Esercizio: In quale sede di Torino si tiene la mostra descritta nel testo da leggere?

Africa. Le collezioni dimenticate

Fino al 25 febbraio 2024 si terrà a Torino (Musei Reali, sale Chiablese) una mostra dal titolo Africa. Le collezioni dimenticate.

La mostra affronta il tema della colonizzazione italiana dell’Africa, partendo dal patrimonio conservato in tre istituzioni pubbliche di Torino. Al di là degli oggetti pregevoli oggetto di esposizione, quello che mi interessa soprattutto rimarcare subito è la prospettiva e lo sguardo che questa pregevole mostra si propone, e sempre con grande rigore scientifico.

Gli oggetti esposti non si mostrano più infatti come la risultante della spoliazione coloniale, come bottini di guerra. Gli oggetti finalmente evocano la cultura e le tradizioni dei popoli a cui sono stati sottratti.

Sottratte all’oblio, queste opere sono state catalogate e restaurate. I curatori hanno anche sentito il bisogno di confrontarsi con esperti di storia africana e con le comunità di origine per costruire un dialogo, un ponte interculturale e una chiave di accesso alla realtà contemporanea dei nuovi cittadini, provenienti in particolare dal Corno d’Africa.

I musei italiani sono ancora pieni di oggetti che sono stati predati durante il colonialismo. E la mostra di Torino è un primo esempio concreto per sottrarre all’oblio e alla rimozione la nostra storia coloniale e la storia dei popoli che hanno subito la violenza coloniale.

È un primo passo importante per rivoluzionare la nostra museologia e per renderla finalmente impegnata verso il dialogo e la cooperazione internazionale, alla conoscenza della diversità.

Il contesto coloniale non fu a dire il vero solo violenza e sopraffazione, ma vide svariate forme di interazione, resistenza, adattamento e anche di collaborazione tra colonizzati e colonizzanti, spesso mossi da interessi legati al prestigio e all’ascesa sociale.

La storiografia degli ultimi anni ha accesso i suoi focus su questi aspetti, e soprattutto sull’approccio dei funzionari coloniali alla diversità africana. Un approccio antropologico ed etnografico comunque viziato, durante il periodo liberale, dal paternalismo, e dal razzismo biologico durante il fascismo, come ci ha testimoniato l’opera di Lidio Cipriani.

Dati forniti:

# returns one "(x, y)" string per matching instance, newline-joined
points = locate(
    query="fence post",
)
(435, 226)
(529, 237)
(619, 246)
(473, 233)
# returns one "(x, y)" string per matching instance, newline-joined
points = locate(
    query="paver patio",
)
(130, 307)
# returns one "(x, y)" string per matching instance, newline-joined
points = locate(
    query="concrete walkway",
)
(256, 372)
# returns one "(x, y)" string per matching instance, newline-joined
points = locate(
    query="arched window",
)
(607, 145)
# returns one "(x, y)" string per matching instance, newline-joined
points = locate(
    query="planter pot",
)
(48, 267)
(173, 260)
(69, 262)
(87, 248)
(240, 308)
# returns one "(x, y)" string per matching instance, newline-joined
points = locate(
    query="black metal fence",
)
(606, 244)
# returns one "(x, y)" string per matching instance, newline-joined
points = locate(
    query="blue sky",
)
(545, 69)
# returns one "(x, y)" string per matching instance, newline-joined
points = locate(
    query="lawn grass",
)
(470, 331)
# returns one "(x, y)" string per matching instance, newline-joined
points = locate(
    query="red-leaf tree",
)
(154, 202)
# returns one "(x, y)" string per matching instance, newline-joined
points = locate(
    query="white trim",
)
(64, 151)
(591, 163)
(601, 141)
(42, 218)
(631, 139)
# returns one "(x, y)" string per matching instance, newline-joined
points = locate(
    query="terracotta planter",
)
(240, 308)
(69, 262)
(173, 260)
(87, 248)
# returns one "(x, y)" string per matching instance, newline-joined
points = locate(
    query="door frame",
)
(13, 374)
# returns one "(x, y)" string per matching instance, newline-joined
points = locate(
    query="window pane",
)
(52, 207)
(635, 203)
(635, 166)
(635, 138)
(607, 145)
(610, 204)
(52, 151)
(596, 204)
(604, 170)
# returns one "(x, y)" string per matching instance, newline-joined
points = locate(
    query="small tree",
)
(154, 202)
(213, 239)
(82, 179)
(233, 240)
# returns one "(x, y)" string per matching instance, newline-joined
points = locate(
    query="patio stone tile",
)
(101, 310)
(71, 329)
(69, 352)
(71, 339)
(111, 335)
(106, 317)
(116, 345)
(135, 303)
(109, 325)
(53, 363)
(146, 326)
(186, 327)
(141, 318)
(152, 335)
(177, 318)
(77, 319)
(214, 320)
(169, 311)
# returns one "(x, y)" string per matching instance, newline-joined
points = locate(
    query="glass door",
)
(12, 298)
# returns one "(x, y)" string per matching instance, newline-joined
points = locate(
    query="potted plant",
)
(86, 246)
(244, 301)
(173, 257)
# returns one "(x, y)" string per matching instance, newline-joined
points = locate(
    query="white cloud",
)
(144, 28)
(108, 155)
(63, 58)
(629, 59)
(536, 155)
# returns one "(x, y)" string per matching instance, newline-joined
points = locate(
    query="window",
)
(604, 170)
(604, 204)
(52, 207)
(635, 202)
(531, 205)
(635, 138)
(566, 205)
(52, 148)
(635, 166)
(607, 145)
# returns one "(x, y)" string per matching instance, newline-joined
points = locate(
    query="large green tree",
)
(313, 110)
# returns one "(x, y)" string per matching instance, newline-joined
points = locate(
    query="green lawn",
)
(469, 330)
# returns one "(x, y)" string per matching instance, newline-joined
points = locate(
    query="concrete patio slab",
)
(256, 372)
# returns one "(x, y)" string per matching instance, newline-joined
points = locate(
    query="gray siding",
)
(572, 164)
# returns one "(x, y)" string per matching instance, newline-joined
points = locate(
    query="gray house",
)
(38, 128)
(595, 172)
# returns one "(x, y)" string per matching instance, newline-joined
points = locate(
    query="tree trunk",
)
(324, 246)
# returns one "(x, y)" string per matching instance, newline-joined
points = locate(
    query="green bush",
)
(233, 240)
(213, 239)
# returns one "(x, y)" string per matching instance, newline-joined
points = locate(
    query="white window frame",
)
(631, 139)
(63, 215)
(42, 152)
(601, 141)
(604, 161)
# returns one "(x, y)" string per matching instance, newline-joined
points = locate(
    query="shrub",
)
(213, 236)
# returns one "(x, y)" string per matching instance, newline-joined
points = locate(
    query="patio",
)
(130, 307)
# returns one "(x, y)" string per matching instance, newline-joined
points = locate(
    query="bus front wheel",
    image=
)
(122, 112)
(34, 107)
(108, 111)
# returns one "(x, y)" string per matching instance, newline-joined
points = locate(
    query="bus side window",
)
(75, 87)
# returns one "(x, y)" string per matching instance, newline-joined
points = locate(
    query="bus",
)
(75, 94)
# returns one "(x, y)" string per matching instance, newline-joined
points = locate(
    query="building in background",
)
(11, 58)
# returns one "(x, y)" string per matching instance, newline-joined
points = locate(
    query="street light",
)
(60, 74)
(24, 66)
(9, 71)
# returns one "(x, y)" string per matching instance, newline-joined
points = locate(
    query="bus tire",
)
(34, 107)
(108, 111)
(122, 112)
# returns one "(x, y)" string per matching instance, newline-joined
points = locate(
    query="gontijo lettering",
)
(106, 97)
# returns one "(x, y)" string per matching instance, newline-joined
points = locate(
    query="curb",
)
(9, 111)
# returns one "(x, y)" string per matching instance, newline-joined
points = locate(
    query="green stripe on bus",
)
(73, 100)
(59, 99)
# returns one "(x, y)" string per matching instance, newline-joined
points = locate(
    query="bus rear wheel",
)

Risposta all'esercizio: Nelle sale Chiablese dei Musei Reali.